Registros de dados extraídos
= = =
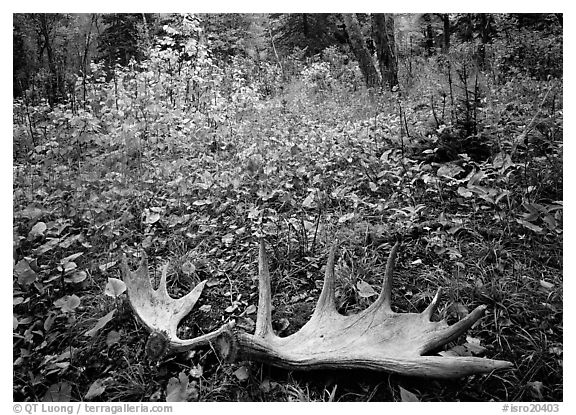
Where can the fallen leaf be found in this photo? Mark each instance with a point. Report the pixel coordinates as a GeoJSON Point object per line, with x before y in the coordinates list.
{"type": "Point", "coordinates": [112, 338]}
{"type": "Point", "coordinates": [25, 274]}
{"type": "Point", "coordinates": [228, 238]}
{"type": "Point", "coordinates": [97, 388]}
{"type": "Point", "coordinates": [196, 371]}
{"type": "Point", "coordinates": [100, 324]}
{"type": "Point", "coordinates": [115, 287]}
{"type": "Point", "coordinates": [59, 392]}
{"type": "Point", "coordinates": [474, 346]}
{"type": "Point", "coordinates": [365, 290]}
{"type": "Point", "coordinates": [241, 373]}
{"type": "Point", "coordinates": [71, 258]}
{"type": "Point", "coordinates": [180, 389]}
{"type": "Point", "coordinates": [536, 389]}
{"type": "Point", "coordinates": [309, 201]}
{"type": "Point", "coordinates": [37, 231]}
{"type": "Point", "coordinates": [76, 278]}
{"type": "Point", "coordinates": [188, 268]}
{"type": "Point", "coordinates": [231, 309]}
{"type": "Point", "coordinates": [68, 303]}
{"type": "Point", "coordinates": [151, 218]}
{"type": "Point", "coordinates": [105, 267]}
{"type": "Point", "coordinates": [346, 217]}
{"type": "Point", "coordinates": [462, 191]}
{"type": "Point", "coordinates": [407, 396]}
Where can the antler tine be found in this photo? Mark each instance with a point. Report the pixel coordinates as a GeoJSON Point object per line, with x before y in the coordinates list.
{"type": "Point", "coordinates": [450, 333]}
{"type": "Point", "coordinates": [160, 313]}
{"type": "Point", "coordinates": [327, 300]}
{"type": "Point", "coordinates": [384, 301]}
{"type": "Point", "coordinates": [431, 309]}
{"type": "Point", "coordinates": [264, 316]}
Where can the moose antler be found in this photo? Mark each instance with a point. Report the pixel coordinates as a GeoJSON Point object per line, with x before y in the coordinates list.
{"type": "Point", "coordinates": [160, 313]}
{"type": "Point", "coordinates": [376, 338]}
= = =
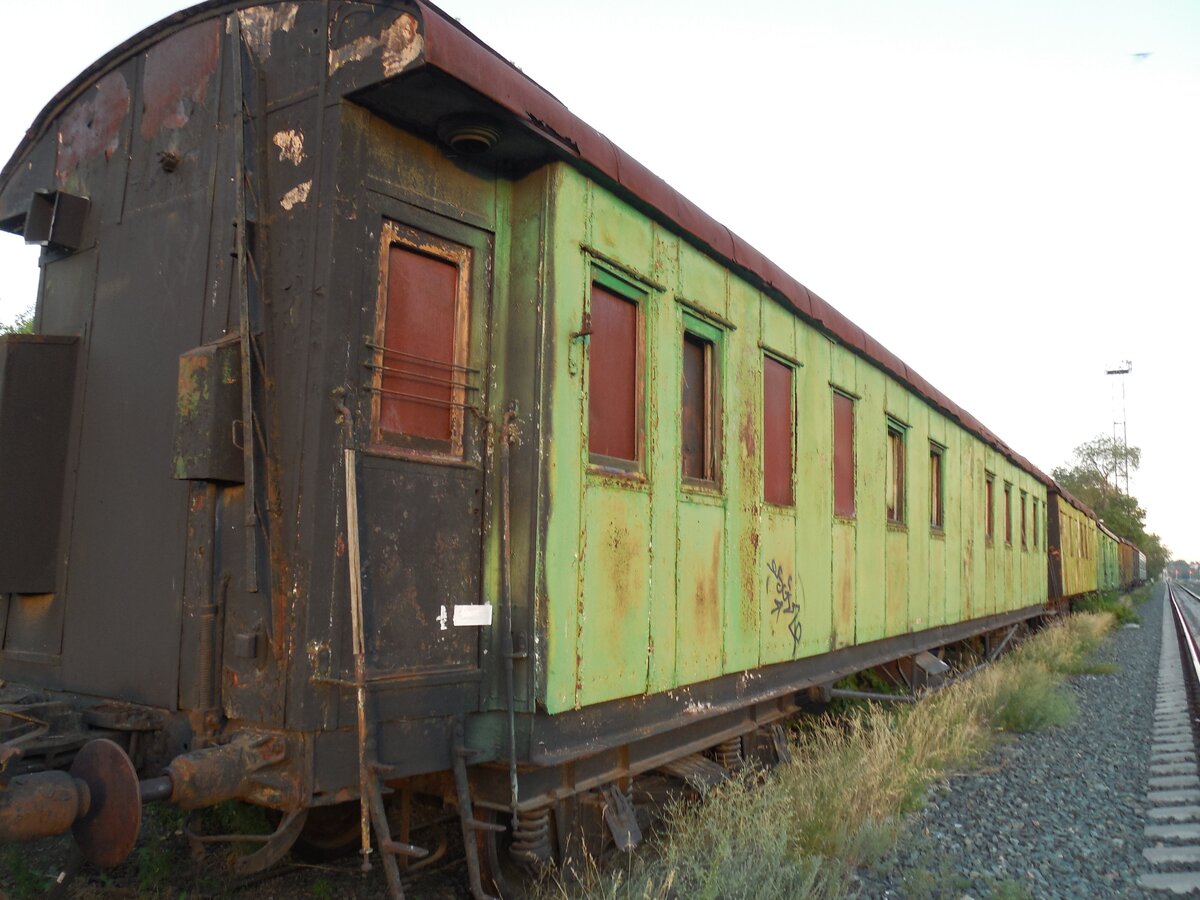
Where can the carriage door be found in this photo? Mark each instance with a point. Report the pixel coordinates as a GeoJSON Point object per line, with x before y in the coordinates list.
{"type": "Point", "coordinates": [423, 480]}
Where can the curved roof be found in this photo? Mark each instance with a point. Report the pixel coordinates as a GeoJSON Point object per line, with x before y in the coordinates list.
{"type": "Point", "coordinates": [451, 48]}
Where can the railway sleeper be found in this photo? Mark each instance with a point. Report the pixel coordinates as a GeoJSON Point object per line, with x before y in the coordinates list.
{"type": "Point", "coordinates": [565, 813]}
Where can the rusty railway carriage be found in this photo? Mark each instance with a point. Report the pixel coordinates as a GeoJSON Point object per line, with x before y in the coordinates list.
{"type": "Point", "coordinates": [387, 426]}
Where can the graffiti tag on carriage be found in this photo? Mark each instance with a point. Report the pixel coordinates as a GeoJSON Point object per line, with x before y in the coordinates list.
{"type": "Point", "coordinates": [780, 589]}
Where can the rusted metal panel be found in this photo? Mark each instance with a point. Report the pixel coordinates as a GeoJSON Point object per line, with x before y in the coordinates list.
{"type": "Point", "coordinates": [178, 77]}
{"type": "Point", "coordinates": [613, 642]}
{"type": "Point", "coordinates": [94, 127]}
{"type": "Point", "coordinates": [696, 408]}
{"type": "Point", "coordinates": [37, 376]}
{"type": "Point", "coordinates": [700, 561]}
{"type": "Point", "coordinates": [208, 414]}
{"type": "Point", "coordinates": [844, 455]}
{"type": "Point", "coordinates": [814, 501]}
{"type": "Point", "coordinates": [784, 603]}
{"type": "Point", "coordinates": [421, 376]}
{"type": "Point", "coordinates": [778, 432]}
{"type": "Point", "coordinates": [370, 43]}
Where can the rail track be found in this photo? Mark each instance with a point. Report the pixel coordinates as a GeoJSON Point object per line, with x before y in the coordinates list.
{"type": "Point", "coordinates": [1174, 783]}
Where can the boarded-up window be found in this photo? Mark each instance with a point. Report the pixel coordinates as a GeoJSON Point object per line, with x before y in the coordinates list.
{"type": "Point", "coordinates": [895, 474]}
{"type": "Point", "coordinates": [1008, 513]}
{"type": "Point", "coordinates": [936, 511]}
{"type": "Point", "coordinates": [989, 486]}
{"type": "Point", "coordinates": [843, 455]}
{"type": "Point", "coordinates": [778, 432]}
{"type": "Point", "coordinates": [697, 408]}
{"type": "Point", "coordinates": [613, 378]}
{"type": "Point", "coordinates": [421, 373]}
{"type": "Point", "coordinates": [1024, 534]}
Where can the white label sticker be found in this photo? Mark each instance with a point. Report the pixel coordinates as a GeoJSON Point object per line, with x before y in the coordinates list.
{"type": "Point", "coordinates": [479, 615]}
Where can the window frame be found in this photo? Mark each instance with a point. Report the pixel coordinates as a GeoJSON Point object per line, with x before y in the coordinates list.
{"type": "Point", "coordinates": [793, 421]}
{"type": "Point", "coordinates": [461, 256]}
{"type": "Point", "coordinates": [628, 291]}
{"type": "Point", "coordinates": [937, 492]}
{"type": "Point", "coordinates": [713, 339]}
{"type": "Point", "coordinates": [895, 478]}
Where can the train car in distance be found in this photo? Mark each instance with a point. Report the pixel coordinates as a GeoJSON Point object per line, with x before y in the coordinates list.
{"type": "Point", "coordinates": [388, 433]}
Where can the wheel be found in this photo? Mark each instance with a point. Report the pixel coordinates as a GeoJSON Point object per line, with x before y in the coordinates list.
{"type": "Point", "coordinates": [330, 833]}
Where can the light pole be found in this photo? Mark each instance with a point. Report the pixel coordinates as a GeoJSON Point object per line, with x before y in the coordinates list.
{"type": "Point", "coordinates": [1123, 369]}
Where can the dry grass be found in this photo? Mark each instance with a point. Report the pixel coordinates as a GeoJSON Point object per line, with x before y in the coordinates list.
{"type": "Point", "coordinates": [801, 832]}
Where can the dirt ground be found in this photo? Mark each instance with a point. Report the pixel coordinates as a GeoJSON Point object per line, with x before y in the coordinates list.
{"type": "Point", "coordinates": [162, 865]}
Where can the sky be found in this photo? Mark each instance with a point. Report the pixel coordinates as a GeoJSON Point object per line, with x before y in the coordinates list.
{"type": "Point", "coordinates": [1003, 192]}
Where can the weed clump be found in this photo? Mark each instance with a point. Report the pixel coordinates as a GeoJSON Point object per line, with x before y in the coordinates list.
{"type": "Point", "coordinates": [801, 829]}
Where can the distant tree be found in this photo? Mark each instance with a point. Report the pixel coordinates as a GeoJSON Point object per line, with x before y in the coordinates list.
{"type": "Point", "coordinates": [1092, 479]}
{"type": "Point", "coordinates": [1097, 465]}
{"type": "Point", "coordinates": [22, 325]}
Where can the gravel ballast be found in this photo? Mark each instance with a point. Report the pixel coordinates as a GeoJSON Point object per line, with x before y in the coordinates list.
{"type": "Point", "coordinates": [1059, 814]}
= = =
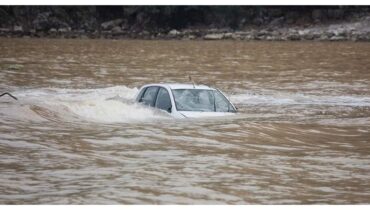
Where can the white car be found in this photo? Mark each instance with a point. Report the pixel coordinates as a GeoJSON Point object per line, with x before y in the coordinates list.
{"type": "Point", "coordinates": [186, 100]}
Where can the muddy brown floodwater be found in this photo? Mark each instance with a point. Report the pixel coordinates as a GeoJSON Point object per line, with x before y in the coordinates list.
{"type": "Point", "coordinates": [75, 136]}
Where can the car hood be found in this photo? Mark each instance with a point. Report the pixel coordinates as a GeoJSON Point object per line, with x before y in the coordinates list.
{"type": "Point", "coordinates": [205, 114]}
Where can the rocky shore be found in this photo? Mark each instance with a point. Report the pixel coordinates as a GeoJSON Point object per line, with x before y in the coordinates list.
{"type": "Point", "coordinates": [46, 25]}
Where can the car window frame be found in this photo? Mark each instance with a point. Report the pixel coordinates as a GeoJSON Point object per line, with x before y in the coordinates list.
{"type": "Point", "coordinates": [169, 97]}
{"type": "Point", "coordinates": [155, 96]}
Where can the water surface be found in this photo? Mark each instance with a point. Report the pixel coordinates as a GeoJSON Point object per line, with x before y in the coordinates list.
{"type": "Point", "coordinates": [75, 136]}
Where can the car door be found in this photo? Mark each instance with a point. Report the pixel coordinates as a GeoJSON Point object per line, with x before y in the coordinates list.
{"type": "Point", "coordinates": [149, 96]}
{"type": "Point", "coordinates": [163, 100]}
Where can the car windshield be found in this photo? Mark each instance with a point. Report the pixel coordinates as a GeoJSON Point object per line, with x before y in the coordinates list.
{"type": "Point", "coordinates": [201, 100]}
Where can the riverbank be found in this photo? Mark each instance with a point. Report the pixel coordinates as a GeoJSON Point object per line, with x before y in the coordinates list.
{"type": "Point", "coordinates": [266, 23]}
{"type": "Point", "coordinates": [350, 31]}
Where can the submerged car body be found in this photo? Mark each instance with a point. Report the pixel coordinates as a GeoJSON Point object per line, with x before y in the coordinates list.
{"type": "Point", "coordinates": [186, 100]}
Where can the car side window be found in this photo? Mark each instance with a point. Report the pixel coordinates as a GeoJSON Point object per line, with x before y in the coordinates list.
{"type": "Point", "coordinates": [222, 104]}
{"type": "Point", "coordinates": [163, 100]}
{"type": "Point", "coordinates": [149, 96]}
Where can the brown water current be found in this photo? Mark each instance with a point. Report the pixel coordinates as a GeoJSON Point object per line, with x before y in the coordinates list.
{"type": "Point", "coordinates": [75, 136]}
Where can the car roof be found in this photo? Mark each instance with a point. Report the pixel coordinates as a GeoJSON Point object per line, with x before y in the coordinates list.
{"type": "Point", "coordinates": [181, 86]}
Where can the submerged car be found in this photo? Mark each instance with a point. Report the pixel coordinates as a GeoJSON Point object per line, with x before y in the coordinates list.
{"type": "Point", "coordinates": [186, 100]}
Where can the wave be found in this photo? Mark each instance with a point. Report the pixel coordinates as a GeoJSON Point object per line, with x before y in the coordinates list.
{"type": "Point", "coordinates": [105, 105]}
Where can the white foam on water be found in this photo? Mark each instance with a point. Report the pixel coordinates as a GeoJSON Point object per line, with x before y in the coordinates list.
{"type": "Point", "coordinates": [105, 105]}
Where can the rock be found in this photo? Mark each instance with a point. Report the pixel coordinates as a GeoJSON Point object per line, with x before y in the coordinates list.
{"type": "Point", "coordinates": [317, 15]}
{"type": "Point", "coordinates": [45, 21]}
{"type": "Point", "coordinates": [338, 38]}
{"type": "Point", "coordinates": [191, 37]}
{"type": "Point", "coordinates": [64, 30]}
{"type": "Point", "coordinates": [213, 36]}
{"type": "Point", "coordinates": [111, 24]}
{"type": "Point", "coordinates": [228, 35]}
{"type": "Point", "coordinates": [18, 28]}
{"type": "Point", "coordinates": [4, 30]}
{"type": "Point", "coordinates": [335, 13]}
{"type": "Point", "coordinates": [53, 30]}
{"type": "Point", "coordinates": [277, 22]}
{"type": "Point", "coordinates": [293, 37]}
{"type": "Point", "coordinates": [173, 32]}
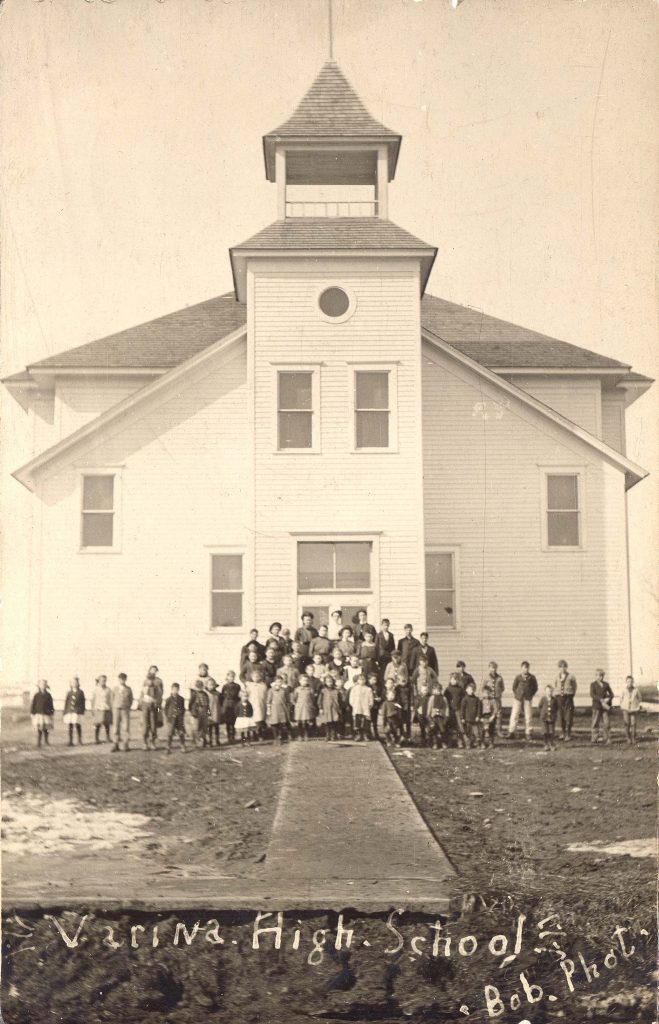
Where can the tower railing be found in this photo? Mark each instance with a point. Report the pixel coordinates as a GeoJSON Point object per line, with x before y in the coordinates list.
= = =
**OBJETIVO DO EXERCÍCIO**
Mostre todas as linhas dos registros acima em que aparece a palavra "brown". A busca deve diferenciar maiúsculas de minúsculas.

**SOLUÇÃO DA TAREFA**
Where can the muddy brown floodwater be found in this photo? Mark each instance with a point. Report the pixel coordinates as a GeoJSON Point object per line, with x before y in the coordinates list.
Where can the brown water current be found in this photo? Mark each instance with a point. Report the pixel coordinates as a GeoJSON Point object per line, with x before y in the coordinates list.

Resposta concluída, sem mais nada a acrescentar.